## Instructions for the task
Transcribe the records below in full; pictures stay out of the copy.
***** Supplied material
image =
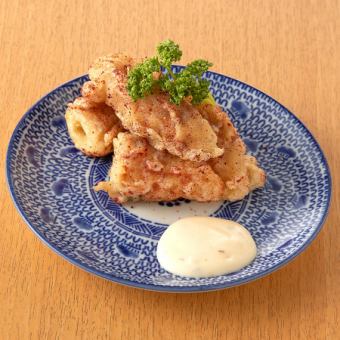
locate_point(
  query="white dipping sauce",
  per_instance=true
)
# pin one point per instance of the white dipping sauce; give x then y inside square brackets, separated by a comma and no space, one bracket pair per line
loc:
[205,246]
**********
## Result for this exercise
image =
locate_point(
  query="white dipping sauce",
  per_instance=true
)
# pin one point per instance of the white dipping sauce; give x then y inside square brackets, separated by a comma and no space, one bracket pair per line
loc:
[205,246]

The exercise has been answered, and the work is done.